• [Data provided]:
※ ※ ※

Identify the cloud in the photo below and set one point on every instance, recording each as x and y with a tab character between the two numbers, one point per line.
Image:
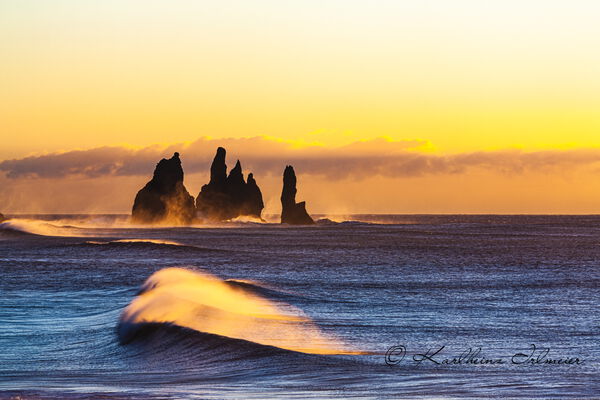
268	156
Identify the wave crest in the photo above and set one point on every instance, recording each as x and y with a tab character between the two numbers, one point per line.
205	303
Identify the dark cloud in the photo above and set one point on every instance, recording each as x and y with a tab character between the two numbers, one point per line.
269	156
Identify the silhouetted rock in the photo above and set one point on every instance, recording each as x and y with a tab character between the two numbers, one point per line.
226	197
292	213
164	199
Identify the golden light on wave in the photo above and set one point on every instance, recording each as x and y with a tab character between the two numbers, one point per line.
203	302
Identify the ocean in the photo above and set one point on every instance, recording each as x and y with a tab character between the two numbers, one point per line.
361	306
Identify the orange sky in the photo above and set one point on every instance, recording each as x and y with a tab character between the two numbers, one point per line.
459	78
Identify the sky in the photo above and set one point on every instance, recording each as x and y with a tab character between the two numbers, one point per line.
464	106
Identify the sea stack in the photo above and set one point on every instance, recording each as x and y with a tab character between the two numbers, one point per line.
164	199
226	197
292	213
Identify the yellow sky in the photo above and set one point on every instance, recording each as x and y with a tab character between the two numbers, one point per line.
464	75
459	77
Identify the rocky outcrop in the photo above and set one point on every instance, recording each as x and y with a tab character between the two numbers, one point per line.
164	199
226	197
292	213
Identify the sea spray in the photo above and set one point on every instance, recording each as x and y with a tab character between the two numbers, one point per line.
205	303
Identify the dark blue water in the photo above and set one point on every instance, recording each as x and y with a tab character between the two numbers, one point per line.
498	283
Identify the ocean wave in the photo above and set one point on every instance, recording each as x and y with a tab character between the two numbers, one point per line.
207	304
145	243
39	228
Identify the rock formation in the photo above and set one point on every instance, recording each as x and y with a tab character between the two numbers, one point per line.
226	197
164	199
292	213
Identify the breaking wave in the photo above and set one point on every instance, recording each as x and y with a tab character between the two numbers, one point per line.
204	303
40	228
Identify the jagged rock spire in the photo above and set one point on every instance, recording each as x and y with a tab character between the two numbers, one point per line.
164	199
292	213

※ ※ ※

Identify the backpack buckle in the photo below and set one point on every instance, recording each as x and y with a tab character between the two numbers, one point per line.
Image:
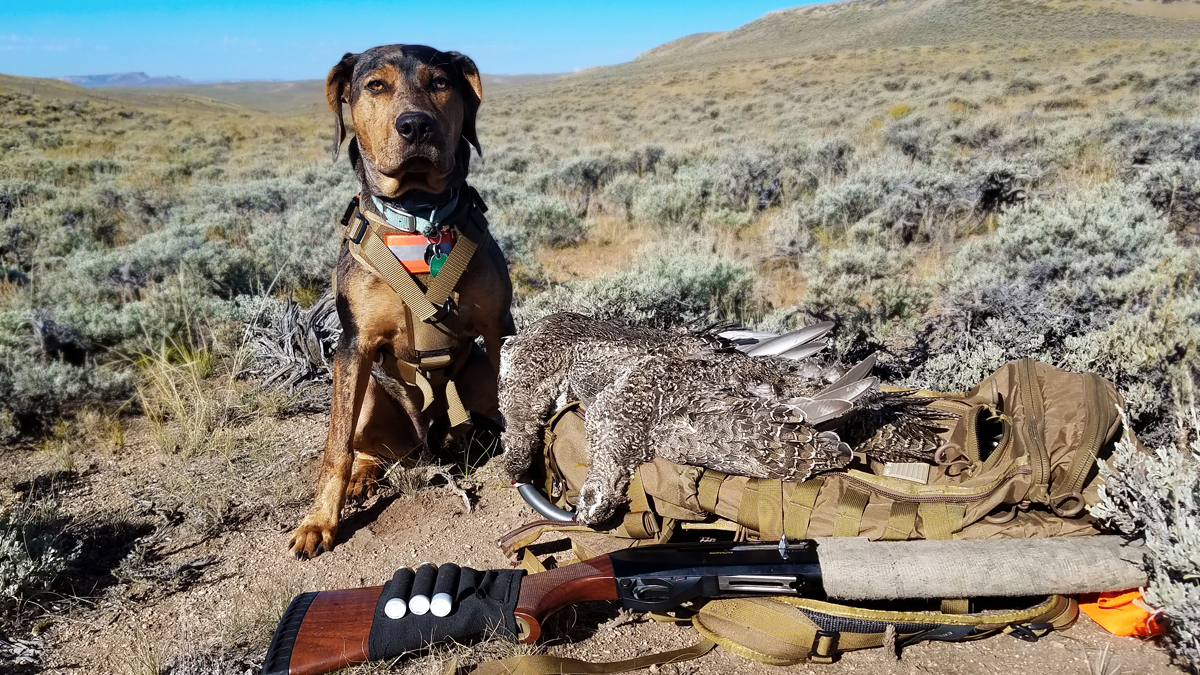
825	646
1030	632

※ ※ ※

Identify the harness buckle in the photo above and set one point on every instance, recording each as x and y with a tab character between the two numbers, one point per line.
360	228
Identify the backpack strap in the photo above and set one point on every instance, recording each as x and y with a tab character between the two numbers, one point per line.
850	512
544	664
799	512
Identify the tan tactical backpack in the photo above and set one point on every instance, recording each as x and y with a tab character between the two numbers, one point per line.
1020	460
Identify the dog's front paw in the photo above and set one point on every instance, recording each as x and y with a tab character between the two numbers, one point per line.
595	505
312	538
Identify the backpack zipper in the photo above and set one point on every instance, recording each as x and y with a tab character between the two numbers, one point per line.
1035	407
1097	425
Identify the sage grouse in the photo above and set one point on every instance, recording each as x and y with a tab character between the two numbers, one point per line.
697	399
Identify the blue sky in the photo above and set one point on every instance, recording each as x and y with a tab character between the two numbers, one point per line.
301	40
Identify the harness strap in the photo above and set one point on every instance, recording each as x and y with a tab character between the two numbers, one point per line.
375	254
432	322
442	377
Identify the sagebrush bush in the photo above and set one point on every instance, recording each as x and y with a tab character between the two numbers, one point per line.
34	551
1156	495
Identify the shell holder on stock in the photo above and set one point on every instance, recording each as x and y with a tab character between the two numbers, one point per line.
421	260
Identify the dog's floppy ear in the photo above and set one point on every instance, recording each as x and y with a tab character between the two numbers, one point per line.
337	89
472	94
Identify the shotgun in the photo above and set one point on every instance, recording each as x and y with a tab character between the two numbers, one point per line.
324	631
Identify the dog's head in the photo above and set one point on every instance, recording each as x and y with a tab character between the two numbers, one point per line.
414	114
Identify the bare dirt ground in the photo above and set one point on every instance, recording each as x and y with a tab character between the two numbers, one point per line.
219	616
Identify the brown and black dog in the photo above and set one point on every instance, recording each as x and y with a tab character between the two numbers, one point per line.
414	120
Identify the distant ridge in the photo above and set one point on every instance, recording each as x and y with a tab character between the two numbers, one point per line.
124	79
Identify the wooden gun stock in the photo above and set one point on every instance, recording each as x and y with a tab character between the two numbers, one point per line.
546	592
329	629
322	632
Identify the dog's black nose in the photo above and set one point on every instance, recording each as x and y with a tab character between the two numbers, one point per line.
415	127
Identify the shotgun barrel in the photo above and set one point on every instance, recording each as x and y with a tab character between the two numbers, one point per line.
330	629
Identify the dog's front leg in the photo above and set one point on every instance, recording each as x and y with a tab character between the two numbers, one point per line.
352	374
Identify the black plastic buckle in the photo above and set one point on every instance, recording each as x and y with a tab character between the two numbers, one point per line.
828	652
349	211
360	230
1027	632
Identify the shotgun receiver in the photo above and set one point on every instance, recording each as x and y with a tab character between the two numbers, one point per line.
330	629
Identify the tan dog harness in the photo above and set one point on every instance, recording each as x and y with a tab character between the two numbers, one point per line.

※ ※ ※

• [Exercise aim]: Copy out the listing above from the line containing "Identify the black" down to the line containing "Identify the tan dog", changing "shotgun receiver" to "rifle receiver" and keeping everything else the same.

• [Solution]:
Identify the black plastic buckle in the photo above and set one point on every instance, recording each as x and y with a tab character between the two numbers, one point per line.
828	652
349	211
360	230
1027	632
Identify the rifle receiver in the photo above and set one point on every instance, recording each as x and y with a tab character between the two numbers, one point per line.
330	629
Identify the tan dog harness in the photo above and set one point on every instance, recording each as x and y with a tab character between the two numbers, one point per line.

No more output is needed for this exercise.